**Objetivo**
Vuelve a escribir todas las líneas de los datos sin cambiar nada y deja fuera la imagen.
-------
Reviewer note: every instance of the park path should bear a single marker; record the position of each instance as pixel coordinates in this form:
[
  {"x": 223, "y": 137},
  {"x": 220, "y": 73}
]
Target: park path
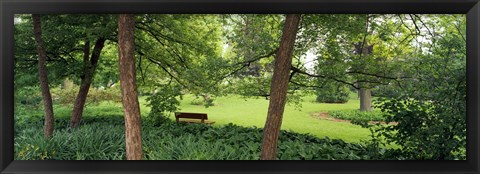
-------
**Resultado**
Reviewer note: every instance of the park path should bear a single marker; record the position of each instance as pixel coordinates in this form:
[
  {"x": 223, "y": 137},
  {"x": 220, "y": 73}
]
Target: park path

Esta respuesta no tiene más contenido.